Text to read:
* Begin *

# Stepper Driver Help Please



## GrandpaFixit (May 30, 2021)

I'm doing the Clough42 ELS on my G0602. I have everything working perfectly on my bench with a NEMA 24 closed loop stepper motor and CL57Y driver. Then decided to go with a larger NEMA 34 closed loop stepper motor and CL86T driver. I set it all up the same for bench testing but now the stepper motor turns the same direction regardless of the direction the encoder is turning. In other words if I turn the spindle encoder clockwise the stepper motor turns clockwise. If I turn the spindle encoder counter clockwise the stepper motor still turns clockwise. Any idea how I can remedy this? I'm new to stepper driver setup but I can follow directions and learn quickly if anyone is willing to help.

Thanks in advance.

James


----------



## markba633csi (May 30, 2021)

The driver usually needs two signals: step and direction. Sounds like the direction signal is missing or disconnected. It's usually a logical high or low- you should be able to probe that with a dc voltmeter
-Mark


----------



## GrandpaFixit (May 30, 2021)

* End *

Data section:
* Begin *

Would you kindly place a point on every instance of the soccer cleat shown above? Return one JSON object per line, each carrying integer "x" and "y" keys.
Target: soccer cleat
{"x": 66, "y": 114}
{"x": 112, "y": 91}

* End *

Instruction 1:
Rewrite the stretch of the stepper driver thread from "I'm doing the" through "Thanks in advance.", putting "rotary encoder" in place of "spindle encoder".
Instruction 2:
According to the stepper driver thread, what two signals does the driver usually need?
Instruction 3:
Write the next part of the stepper driver thread, beginning with GrandpaFixit's reply.

Expected output 1:
I'm doing the Clough42 ELS on my G0602. I have everything working perfectly on my bench with a NEMA 24 closed loop stepper motor and CL57Y driver. Then decided to go with a larger NEMA 34 closed loop stepper motor and CL86T driver. I set it all up the same for bench testing but now the stepper motor turns the same direction regardless of the direction the encoder is turning. In other words if I turn the rotary encoder clockwise the stepper motor turns clockwise. If I turn the rotary encoder counter clockwise the stepper motor still turns clockwise. Any idea how I can remedy this? I'm new to stepper driver setup but I can follow directions and learn quickly if anyone is willing to help.

Thanks in advance.

Expected output 2:
Step and direction.

Expected output 3:
markba633csi said:


> The driver usually needs two signals: step and direction. Sounds like the direction signal is missing or disconnected. It's usually a logical high or low- you should be able to probe that with a dc voltmeter
> -Mark


You were exactly right. It was nothing but a loose connection at the driver. Thank you very much for setting me on the right path. Sometimes I overthink things and lose sight of the basics. 
-James


----------



## markba633csi (May 30, 2021)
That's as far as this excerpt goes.